Supplied entries below:

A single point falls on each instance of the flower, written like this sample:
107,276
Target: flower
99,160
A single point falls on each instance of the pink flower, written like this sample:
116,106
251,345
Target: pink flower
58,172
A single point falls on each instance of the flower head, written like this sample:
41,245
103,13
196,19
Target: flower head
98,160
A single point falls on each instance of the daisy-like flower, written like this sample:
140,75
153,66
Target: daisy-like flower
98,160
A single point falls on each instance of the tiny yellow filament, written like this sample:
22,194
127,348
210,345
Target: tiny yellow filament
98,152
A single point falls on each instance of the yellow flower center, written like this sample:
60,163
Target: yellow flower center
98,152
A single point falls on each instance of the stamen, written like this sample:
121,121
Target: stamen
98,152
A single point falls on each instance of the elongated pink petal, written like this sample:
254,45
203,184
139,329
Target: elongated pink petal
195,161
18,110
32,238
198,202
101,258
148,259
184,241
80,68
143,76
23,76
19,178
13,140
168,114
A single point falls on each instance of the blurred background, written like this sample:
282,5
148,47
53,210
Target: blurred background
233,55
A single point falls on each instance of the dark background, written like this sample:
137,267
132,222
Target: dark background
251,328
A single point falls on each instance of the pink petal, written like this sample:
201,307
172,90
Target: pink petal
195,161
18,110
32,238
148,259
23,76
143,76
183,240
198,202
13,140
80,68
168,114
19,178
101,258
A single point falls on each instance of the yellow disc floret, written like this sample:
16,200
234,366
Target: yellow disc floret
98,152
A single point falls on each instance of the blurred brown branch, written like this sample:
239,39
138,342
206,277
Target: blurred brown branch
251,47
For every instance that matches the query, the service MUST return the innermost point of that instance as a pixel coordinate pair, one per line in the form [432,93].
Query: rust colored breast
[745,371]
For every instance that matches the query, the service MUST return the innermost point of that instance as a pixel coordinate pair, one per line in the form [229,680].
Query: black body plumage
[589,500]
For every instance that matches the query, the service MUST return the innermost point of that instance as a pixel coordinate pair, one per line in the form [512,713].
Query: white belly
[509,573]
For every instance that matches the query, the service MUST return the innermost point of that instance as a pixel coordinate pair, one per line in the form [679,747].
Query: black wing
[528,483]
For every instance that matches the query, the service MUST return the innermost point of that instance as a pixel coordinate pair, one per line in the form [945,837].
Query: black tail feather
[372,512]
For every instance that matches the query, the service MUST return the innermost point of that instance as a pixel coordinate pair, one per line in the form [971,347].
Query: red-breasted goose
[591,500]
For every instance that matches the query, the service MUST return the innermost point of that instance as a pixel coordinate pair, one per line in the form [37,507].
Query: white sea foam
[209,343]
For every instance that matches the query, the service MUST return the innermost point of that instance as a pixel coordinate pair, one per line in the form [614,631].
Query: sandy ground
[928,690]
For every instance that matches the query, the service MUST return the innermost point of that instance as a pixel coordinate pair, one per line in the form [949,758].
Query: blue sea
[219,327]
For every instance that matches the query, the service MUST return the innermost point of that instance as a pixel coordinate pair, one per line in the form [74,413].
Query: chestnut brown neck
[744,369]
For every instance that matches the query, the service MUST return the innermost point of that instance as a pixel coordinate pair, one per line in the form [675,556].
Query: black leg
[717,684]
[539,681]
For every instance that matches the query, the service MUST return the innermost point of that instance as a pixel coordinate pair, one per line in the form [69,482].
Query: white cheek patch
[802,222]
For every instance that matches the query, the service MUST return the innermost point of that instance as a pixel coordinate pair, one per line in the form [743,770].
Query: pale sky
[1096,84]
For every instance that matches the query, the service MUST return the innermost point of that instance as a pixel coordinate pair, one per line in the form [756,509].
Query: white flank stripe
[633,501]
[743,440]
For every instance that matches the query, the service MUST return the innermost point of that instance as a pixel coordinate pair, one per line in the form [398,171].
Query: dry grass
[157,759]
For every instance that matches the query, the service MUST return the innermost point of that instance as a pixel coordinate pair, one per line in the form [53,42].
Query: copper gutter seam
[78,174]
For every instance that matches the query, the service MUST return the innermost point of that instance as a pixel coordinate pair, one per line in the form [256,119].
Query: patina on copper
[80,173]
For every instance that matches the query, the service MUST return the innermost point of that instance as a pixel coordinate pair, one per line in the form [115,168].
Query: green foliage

End of Supplied entries.

The full listing above should be retyped without any alteration.

A single point falls on each instance of the flower, written like this sample:
107,276
Target: flower
99,160
A single point falls on each instance of the pink flower, written like this sample:
116,106
251,345
Target: pink flower
58,172
A single point falls on each instance of the flower head, written like this sample:
41,245
103,13
196,19
Target: flower head
98,160
A single point falls on each instance of the daisy-like flower, written like this sample:
140,75
153,66
Target: daisy-like flower
98,160
A single point falls on each instance of the tiny yellow filament, written like this sample:
22,194
127,348
210,345
Target: tiny yellow filament
98,152
A single point falls on each instance of the yellow flower center, written like this sample:
60,163
Target: yellow flower center
98,152
A single point falls on each instance of the stamen, written like this sample:
121,121
Target: stamen
98,152
A single point falls on each instance of the elongated pink petal, written like this sample:
254,45
203,184
139,329
Target: elongated pink petal
195,161
18,110
32,238
198,202
101,258
148,259
184,241
80,68
143,76
23,76
19,178
13,140
168,114
A single point falls on each instance of the blurred background, written like this sample:
282,5
148,47
53,210
Target: blurred background
233,55
A single point falls on each instance of the dark background, written like this sample:
137,267
132,222
Target: dark background
251,328
A single point falls on each instance of the pink petal, written like this sample:
201,307
172,90
Target: pink petal
195,161
18,110
32,238
148,259
23,76
143,76
183,240
198,202
13,140
80,68
168,114
19,178
101,258
A single point falls on each instance of the yellow disc floret, written like this sample:
16,200
234,366
Target: yellow disc floret
98,152
A single point falls on each instance of the blurred brown branch, written like this sample:
239,39
138,342
206,277
Target: blurred brown branch
251,47
For every instance that matches the query, the service MUST return the innermost point of that instance as a pixel coordinate pair, one per line in the form [432,93].
Query: rust colored breast
[745,371]
For every instance that matches the query, the service MUST return the innermost point of that instance as a pixel coordinate pair, one per line in the form [229,680].
Query: black body plumage
[589,500]
For every instance that matches the query, the service MUST return the innermost point of that instance as a pixel coordinate pair, one per line in the form [512,713].
Query: white belly
[509,573]
For every instance that matches the query, the service MUST return the innermost point of that instance as a pixel coordinate pair, one per line in the form [679,747].
Query: black wing
[528,483]
For every instance that matches the query, the service MUST return the innermost point of that instance as a pixel coordinate pair, one per line in the form [945,837].
Query: black tail feather
[372,512]
For every instance that matches the query, the service MUST return the innermost point of that instance as a pixel coordinate pair, one per line in the form [971,347].
Query: red-breasted goose
[591,500]
For every instance that matches the query, the service MUST return the innermost point of that instance as a pixel coordinate pair, one per line in the form [37,507].
Query: white sea foam
[209,343]
For every instance that matches the query, the service MUST return the innermost point of that instance as a pixel coordinate pair, one per line in the form [614,631].
Query: sandy ground
[928,690]
For every instance that matches the query, the service MUST return the innermost point of that instance as a pixel coordinate pair, one per line in the form [949,758].
Query: blue sea
[219,327]
For every instance that matches the query, the service MUST return the innermost point of that instance as a pixel coordinate pair, one per line in the form [74,413].
Query: chestnut brown neck
[744,369]
For every instance that matches the query, the service MUST return the innermost point of that instance as a pixel coordinate pair, one per line in the form [675,556].
Query: black leg
[717,684]
[539,681]
For every instance that matches the query, the service MUST return the innermost point of that instance as a pixel coordinate pair, one per line in the form [69,482].
Query: white cheek patch
[802,222]
For every instance that matches the query, the service MUST return the innermost point of that instance as a pixel coordinate pair, one per line in the form [743,770].
Query: pale sky
[1096,84]
For every instance that matches the query, the service MUST return the innermost point of that instance as a pixel coordinate pair, one per line in the form [756,509].
Query: white flank stripe
[633,501]
[743,440]
For every instance that matches the query, the service MUST return the innermost point of that instance as a pixel coordinate pair, one per line in the form [398,171].
Query: dry grass
[157,759]
For every instance that matches the query, the service MUST return the innermost point of that instance as a pixel coordinate pair, one per line in the form [53,42].
Query: copper gutter seam
[78,174]
For every instance that matches the query, the service MUST return the innermost point of that instance as a pixel coordinate pair, one per line in the form [256,119].
Query: patina on copper
[80,173]
For every instance that matches the query, the service MUST return the innermost point of that instance as a pixel coordinate pair, one per line in the form [115,168].
Query: green foliage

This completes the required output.